== Provided material ==
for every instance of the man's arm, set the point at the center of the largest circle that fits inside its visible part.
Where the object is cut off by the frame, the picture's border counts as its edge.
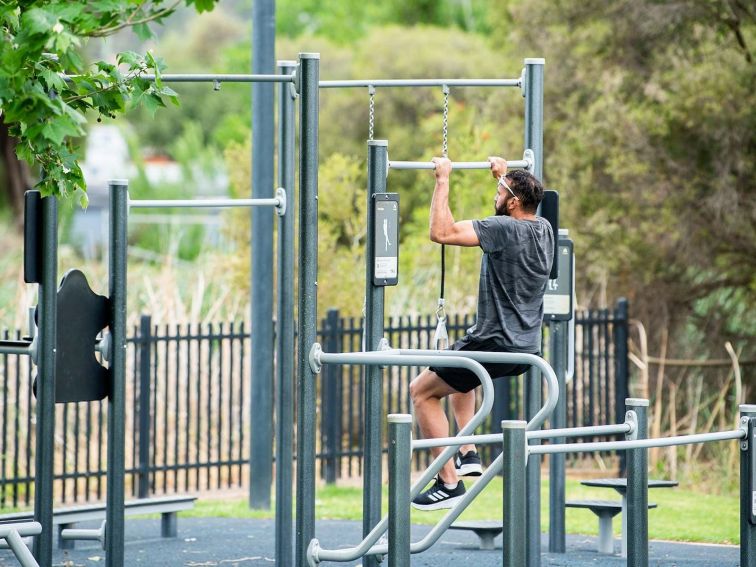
(443, 229)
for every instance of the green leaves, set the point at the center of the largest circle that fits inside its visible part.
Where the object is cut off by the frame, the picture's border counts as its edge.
(45, 89)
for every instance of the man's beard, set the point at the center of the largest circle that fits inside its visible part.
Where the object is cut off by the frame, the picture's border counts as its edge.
(502, 210)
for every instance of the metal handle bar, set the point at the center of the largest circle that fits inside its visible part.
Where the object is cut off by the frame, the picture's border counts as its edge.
(510, 357)
(363, 83)
(492, 438)
(393, 358)
(514, 164)
(638, 444)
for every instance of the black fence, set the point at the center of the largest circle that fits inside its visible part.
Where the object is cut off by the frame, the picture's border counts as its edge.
(187, 418)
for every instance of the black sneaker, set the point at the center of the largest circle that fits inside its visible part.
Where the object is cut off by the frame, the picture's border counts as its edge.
(468, 464)
(438, 496)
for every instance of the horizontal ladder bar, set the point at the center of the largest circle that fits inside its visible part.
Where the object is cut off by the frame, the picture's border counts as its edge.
(220, 78)
(493, 438)
(364, 83)
(638, 444)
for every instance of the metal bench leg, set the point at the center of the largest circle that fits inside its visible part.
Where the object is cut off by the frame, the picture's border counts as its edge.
(65, 543)
(606, 537)
(22, 553)
(169, 524)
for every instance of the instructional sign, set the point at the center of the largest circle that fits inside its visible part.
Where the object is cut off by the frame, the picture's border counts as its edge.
(557, 301)
(386, 239)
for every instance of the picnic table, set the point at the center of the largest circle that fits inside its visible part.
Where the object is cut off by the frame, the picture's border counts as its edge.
(620, 485)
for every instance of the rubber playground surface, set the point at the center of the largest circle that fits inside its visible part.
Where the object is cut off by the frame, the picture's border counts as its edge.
(207, 542)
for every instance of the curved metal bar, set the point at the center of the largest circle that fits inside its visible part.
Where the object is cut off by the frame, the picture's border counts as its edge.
(638, 444)
(508, 357)
(491, 438)
(393, 358)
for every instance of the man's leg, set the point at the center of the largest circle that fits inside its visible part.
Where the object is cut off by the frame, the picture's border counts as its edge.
(427, 391)
(463, 405)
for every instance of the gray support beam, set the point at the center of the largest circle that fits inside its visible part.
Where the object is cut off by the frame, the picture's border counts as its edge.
(636, 510)
(309, 71)
(114, 515)
(285, 336)
(261, 367)
(373, 455)
(399, 470)
(533, 401)
(558, 350)
(513, 473)
(748, 487)
(533, 88)
(45, 411)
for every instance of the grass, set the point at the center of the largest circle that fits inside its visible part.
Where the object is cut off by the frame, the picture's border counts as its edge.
(682, 515)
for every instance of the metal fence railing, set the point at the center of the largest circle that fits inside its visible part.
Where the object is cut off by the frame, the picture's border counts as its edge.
(188, 392)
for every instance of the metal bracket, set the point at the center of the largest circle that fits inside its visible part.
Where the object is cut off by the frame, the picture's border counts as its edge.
(314, 359)
(631, 418)
(281, 206)
(296, 83)
(312, 552)
(104, 346)
(744, 428)
(529, 157)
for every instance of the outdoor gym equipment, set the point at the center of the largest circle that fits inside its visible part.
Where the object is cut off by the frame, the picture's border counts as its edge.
(531, 85)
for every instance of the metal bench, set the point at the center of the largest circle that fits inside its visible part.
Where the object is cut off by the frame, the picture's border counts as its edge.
(486, 530)
(66, 518)
(605, 510)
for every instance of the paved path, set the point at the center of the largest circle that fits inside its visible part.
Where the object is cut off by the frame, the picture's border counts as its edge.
(210, 542)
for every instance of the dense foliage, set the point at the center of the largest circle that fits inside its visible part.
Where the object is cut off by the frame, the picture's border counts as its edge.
(46, 89)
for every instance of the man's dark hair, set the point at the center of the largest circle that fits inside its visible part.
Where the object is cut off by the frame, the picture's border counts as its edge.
(527, 187)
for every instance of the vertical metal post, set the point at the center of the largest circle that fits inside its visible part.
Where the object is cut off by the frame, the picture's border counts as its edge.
(533, 403)
(331, 413)
(145, 358)
(558, 350)
(400, 456)
(285, 316)
(636, 509)
(748, 487)
(533, 88)
(45, 411)
(621, 368)
(513, 473)
(373, 455)
(309, 77)
(261, 367)
(119, 198)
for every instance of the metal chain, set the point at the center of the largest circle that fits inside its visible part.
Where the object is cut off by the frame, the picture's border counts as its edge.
(445, 145)
(371, 119)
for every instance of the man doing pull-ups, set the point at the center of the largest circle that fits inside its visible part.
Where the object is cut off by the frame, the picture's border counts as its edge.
(518, 249)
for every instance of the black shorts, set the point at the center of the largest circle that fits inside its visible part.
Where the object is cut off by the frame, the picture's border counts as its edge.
(464, 380)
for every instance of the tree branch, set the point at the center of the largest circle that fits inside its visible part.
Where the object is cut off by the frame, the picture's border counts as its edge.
(130, 21)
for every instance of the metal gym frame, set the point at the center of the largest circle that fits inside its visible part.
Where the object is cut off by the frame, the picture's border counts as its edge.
(531, 84)
(111, 532)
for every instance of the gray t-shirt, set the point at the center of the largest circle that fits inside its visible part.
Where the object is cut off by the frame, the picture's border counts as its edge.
(514, 271)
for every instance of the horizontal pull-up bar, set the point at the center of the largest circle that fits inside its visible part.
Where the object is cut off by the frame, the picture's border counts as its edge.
(515, 164)
(363, 83)
(279, 202)
(215, 78)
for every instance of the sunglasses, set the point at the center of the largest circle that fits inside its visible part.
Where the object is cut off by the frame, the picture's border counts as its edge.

== Aim of the task ==
Your reply should hold every line above exactly as written and none of the pictures.

== Solution ==
for every instance of the man's arm, set the point at the center of the largest circle that fits inside its visible part.
Where the object is cut off by the frame, the picture's border counts as its edge.
(443, 229)
for every instance of the green leaves, set the point at the center of the largest circle that fits inside its visible part.
Where the object is cut off by the frame, the picture's border counts as its edge.
(45, 89)
for every instance of the man's beard, set the point at the center of the largest circle that fits inside its visible part.
Where the object is cut off by the frame, the picture's border counts as its edge.
(502, 210)
for every instance of the metal handle bar, set the point at the center of the largest circle that fits inside its visible part.
Where the object is cut off by the frame, the picture's border counts as its edge.
(510, 357)
(363, 83)
(492, 438)
(393, 358)
(514, 164)
(638, 444)
for every instance of the black fence, set the point at the center of the largest circle that fits inside its visible part.
Where the object is cut off by the frame, the picture's border counts as its edge.
(187, 418)
for every instance of the black sneaker, set the point at the center of the largest circle that fits inside its visible part.
Where the object is cut off by the frame, the picture's border counts as its edge.
(468, 464)
(438, 496)
for every instance of the horizontal ladder bar, set the point at the center of the largest circle that fits inside its visible part.
Where the object is cut off by the frame, the picture's border counts as its edge.
(220, 78)
(493, 438)
(364, 83)
(638, 444)
for every instance of the metal bench leg, set the point at the center of the largest circle that fits inside its visible part.
Where the object is cut off by the frame, the picture's border counts as its edge.
(65, 543)
(606, 537)
(22, 553)
(169, 524)
for every instance of the instructional sign, set the point at the center of the largest circle that fits inside its visible part.
Where the object is cut off by the frame, the picture's border counts as its edge.
(557, 301)
(386, 239)
for every instance of the picnic table, set the point at the center of the largest circle that fits inside its visible part.
Where the object is cut off by the frame, the picture's border counts as its edge.
(620, 485)
for every instance of the rubber playground surface, set the point at the center of the largest circle that fits inside its visible part.
Where the object is cut off by the frame, the picture's border counts as its edge.
(207, 542)
for every instance of the curved metal bar, set the point at the center of the largest circle that fits inside its visible part.
Where the object is cut off by the frame, the picture's border counts as its edge.
(638, 444)
(508, 357)
(491, 438)
(393, 358)
for every instance of the man's leg, set the point at the center of the largest circle that fits inside its visible part.
Where the object is cut off by the frame, the picture's border counts as its edge.
(427, 391)
(463, 405)
for every instance of the gray support beam, set the point at the center of the largest circle that fits inside its visible part.
Where the object is cut off by the frame, the picture's border counts as its edge.
(636, 510)
(309, 71)
(114, 515)
(285, 336)
(261, 367)
(373, 455)
(399, 470)
(533, 401)
(558, 350)
(513, 473)
(748, 487)
(533, 88)
(45, 411)
for every instance of the grass, set the point at the center of the largest circle that fits inside its visible part.
Where the object is cut off by the frame, the picture's border counts as its edge.
(682, 515)
for every instance of the metal fence railing, set the point at the center of the largest circle that fits inside its visible part.
Where the object is cut off by the frame, the picture's border counts as its edge.
(188, 392)
for every instance of the metal bracket, set the point at the center of the largest circle that fits inside its visible part.
Where the object is cut off by the frame, the picture's border counts as its edge.
(314, 359)
(631, 418)
(281, 206)
(296, 83)
(312, 552)
(104, 346)
(744, 428)
(529, 157)
for every instance of the outdoor gym equipment, set the point at the center of the largest circle that fits inside its visible part.
Where the object is cut off by the frame, the picture's border counts as its edge.
(531, 85)
for every instance of the metal bench, set the point at the center of the largest circle that fits inside its visible part.
Where the object is cut off by the frame, the picture's border counts as its edge.
(486, 530)
(66, 518)
(605, 510)
for every instance of the paved path, set the point at the center of the largest circle that fits inside its visible part.
Where the object is cut off by the frame, the picture's border counts as its edge.
(210, 542)
for every instance of the dense foliage, set the point at the center of the largest circle that fits inside its visible part.
Where the object is cut off by the frame, the picture's border counts as its edge.
(46, 89)
for every instance of the man's dark hair, set the point at the center of the largest circle that fits inside its visible part.
Where the object is cut off by the frame, the picture's border counts as its edge.
(527, 187)
for every instance of the vertical metal post, set the point at the center of the largest circle that fits inside its visible part.
Where the object is cut off by the frame, the picture's border counts as its edge.
(533, 403)
(331, 413)
(145, 358)
(558, 350)
(400, 456)
(285, 316)
(636, 509)
(748, 487)
(533, 88)
(45, 411)
(621, 368)
(513, 473)
(373, 455)
(309, 77)
(261, 367)
(119, 198)
for every instance of the metal chain, set the point at the center of the largest circle that fits inside its visible part.
Where the object is cut off by the frame, the picture's border counts as its edge.
(445, 145)
(371, 119)
for every instance of the man doing pull-ups, set the point at the center of the largest circle that fits inside its visible part.
Where the object is cut off by the frame, the picture's border counts as its edge.
(518, 249)
for every instance of the black shorts, set the point at the center of the largest circle that fits inside its visible part.
Where the object is cut off by the frame, the picture's border counts as its edge.
(464, 380)
for every instance of the tree branch, set the point at the center of the largest circle that fits inside its visible part.
Where the object is cut off by the frame, the picture's border counts as its edge.
(130, 21)
for every instance of the metal gym frame, set the point at the center of the largest circle that fits inside its visible part.
Where the object is cut off by the frame, the picture's border counts as its edge.
(531, 84)
(111, 532)
for every instance of the gray t-shirt, set the point at the center of the largest circle that fits inside its visible part.
Where the object is cut off by the frame, the picture's border counts as its edge.
(514, 271)
for every instance of the horizontal pull-up bar, set the point at the center of the largest circle that fits inside its visible part.
Where the object is cut off by the frame, the picture's border counts as its edge.
(515, 164)
(363, 83)
(279, 202)
(215, 78)
for every instance of the sunglasses, set the point at the center of the largest circle that fits inside its visible part.
Where the object is cut off by the frame, the picture's border counts as its edge.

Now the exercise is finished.